Recast the lines of the records below, beginning at the line that has "# Mark the region of the blue" and stopping after the line that has "regionseg --target=blue sky", as a Markdown table with the columns Entry and Line. Number each line in the Entry column, and skip any blank lines.

_DATASET EXCERPTS_:
·····
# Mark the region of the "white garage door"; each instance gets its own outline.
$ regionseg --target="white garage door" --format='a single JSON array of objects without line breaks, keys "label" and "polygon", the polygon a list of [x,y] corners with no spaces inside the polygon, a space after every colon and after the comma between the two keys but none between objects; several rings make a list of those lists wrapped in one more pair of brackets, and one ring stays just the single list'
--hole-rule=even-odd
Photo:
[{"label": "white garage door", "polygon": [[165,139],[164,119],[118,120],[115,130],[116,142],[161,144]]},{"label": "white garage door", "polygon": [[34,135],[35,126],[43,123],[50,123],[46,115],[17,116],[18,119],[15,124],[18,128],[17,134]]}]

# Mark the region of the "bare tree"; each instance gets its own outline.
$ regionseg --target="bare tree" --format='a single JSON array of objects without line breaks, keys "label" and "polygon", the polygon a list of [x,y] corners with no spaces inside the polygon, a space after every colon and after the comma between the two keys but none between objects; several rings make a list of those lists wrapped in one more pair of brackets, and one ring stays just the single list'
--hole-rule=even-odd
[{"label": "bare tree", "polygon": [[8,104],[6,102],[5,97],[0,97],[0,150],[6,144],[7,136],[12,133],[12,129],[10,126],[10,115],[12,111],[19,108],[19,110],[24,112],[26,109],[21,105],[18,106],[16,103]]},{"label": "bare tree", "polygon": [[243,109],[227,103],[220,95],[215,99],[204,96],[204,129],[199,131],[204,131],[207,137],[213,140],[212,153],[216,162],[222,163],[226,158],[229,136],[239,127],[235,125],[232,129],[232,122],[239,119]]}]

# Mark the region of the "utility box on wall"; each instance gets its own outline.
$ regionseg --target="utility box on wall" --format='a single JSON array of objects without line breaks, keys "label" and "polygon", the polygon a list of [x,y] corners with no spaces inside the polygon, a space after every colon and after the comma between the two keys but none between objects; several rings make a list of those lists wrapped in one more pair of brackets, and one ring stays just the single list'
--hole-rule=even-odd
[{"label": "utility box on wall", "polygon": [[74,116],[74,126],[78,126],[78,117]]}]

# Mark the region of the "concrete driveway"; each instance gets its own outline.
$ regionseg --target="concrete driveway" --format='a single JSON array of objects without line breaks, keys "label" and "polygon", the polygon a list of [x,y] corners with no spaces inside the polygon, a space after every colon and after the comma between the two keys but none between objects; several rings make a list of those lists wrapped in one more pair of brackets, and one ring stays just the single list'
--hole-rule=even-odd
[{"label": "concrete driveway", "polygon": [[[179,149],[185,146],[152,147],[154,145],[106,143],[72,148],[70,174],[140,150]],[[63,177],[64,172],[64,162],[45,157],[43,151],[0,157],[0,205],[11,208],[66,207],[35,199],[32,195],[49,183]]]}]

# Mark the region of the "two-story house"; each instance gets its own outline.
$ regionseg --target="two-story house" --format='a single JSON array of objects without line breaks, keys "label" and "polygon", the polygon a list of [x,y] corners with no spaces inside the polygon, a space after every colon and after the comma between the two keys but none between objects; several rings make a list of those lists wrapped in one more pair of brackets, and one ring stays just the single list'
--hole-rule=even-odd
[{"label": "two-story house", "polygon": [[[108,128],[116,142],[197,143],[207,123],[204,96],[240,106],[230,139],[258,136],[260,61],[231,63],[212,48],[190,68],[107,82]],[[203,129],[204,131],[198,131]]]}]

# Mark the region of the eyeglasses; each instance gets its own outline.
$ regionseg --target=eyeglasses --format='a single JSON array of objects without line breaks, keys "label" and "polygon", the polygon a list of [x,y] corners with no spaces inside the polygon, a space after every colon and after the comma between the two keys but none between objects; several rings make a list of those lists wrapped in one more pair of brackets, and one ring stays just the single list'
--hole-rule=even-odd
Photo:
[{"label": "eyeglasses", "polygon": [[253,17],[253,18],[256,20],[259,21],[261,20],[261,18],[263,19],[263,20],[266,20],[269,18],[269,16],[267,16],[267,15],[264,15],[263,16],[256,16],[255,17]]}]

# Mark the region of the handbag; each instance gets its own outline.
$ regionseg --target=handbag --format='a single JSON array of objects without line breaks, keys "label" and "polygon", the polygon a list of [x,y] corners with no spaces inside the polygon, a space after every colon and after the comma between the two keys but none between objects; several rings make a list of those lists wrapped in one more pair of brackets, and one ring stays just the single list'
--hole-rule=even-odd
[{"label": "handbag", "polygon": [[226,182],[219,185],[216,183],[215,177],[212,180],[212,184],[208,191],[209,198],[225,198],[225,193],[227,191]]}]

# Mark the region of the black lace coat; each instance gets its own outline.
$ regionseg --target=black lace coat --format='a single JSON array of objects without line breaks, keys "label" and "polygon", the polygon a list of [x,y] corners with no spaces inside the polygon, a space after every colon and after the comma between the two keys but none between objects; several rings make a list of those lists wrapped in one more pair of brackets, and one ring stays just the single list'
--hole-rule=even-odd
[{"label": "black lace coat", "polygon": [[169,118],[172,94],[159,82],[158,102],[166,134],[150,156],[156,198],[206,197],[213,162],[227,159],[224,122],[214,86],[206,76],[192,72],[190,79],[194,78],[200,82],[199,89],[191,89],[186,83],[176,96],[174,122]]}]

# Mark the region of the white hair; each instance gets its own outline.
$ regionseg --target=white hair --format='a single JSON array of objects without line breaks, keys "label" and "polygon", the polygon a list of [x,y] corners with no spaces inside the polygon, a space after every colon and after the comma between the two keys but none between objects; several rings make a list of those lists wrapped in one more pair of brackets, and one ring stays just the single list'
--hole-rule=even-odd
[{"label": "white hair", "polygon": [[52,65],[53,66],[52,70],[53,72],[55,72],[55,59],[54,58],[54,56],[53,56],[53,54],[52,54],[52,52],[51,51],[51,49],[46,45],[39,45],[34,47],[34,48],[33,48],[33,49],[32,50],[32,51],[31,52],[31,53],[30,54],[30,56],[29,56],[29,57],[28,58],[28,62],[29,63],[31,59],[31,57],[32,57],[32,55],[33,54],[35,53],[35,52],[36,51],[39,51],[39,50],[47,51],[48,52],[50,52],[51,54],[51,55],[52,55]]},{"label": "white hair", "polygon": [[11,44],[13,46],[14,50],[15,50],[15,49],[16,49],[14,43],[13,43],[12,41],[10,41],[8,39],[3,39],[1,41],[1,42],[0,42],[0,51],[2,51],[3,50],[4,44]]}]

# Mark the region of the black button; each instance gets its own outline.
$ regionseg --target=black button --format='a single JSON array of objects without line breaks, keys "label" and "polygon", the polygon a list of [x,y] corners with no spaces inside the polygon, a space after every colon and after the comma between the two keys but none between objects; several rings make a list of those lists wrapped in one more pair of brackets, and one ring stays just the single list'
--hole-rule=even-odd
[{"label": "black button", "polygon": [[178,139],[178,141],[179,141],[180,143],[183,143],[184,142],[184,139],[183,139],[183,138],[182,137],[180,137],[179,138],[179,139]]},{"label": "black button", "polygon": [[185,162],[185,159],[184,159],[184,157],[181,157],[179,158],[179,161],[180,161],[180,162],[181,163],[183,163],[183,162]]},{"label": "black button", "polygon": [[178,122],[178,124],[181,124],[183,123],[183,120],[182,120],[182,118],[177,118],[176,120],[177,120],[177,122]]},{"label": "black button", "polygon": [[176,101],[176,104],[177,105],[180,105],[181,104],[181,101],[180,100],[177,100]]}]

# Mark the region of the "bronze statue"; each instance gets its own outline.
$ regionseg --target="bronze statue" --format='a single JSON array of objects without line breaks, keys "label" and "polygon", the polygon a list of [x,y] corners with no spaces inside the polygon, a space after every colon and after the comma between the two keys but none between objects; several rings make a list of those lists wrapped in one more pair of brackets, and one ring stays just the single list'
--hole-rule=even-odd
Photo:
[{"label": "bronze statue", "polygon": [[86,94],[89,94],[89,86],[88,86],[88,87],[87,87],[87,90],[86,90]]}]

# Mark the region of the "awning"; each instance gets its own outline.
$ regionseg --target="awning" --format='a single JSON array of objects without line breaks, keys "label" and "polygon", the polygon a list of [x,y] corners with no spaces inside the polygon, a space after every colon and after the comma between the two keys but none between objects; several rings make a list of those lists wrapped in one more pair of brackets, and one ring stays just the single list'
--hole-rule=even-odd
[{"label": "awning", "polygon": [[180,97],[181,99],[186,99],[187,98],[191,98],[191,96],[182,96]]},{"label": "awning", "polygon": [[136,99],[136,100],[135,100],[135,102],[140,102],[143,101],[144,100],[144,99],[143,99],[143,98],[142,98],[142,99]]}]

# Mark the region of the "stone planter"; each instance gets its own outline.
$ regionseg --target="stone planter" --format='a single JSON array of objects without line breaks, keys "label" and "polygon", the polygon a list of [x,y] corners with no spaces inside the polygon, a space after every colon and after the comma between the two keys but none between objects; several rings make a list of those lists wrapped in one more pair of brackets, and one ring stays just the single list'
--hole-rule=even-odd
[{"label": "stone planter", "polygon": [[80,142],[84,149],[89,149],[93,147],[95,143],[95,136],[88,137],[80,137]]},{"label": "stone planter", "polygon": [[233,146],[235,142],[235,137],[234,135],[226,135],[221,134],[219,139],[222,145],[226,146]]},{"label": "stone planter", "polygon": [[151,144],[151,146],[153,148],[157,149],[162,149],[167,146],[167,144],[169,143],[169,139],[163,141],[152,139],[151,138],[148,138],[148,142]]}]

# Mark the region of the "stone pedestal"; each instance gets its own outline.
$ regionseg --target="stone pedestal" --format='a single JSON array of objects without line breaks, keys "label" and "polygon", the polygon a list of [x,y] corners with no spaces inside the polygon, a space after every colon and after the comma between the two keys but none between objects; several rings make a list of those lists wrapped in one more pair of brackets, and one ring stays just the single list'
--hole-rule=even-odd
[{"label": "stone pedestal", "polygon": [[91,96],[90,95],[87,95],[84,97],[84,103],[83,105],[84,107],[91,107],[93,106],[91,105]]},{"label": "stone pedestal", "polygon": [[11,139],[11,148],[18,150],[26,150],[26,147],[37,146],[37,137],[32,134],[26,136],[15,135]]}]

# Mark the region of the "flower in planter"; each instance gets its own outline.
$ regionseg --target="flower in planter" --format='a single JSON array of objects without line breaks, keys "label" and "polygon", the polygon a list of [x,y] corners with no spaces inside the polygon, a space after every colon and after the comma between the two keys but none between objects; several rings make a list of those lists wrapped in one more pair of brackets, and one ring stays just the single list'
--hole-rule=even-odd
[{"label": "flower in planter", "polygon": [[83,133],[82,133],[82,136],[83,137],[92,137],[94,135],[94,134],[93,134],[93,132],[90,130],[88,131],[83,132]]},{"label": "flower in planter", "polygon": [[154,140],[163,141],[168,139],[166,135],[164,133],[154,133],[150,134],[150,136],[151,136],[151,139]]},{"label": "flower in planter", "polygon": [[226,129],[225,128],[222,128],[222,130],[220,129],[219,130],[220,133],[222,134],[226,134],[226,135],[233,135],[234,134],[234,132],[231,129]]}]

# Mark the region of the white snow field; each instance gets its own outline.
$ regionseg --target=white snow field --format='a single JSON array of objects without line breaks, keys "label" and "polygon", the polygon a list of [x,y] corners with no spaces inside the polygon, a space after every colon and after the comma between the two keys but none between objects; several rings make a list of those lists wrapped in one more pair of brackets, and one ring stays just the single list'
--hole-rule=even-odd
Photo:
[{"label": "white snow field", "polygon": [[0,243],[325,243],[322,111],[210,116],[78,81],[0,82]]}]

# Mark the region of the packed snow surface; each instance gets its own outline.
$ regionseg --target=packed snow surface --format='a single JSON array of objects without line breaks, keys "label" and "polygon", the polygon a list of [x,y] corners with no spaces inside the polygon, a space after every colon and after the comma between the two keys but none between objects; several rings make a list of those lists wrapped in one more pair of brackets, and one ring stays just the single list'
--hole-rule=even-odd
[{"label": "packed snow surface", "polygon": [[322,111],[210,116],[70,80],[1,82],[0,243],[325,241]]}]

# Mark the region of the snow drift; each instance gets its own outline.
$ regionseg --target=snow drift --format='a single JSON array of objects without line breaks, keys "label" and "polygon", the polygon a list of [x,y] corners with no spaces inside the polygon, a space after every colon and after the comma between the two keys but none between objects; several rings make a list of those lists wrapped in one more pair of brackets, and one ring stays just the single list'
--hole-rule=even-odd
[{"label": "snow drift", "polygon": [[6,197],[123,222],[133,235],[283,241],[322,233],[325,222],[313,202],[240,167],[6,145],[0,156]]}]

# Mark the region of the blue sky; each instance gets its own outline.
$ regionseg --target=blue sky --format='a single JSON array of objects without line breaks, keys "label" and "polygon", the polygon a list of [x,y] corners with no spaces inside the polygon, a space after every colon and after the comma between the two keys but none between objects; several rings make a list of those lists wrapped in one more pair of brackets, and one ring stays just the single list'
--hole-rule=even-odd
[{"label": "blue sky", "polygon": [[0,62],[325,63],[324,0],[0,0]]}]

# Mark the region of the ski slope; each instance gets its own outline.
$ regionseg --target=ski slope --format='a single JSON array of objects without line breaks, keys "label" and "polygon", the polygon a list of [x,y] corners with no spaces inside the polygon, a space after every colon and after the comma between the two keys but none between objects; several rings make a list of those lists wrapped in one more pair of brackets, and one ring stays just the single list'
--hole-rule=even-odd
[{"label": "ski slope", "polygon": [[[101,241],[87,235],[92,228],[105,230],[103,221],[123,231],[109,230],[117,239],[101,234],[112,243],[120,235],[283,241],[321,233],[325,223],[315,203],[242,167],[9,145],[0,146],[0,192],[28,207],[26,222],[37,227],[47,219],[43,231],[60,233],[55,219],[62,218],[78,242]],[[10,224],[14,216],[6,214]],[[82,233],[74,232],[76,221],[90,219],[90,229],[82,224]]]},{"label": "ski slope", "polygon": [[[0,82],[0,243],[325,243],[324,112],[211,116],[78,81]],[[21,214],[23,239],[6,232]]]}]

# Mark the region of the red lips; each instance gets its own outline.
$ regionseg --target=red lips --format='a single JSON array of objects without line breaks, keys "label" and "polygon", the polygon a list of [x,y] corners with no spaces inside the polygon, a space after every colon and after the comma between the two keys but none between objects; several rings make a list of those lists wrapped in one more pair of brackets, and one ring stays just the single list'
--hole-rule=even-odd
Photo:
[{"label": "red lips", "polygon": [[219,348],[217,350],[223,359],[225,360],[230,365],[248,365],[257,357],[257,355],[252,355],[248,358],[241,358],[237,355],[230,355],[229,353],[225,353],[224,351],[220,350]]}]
·····
_RESULT FOR THIS TASK_:
| Entry | Line |
|---|---|
| 1 | # Mark the region of the blue sky; each instance gets its own outline. |
| 2 | $ regionseg --target=blue sky --format='a single JSON array of objects without line breaks, keys "label" and "polygon", the polygon a list of [x,y] corners with no spaces inside the polygon, a space after every colon and after the comma between the two keys but none between objects; several rings make a list of those lists wrapped in one more pair of brackets, and one ring stays just the single list' |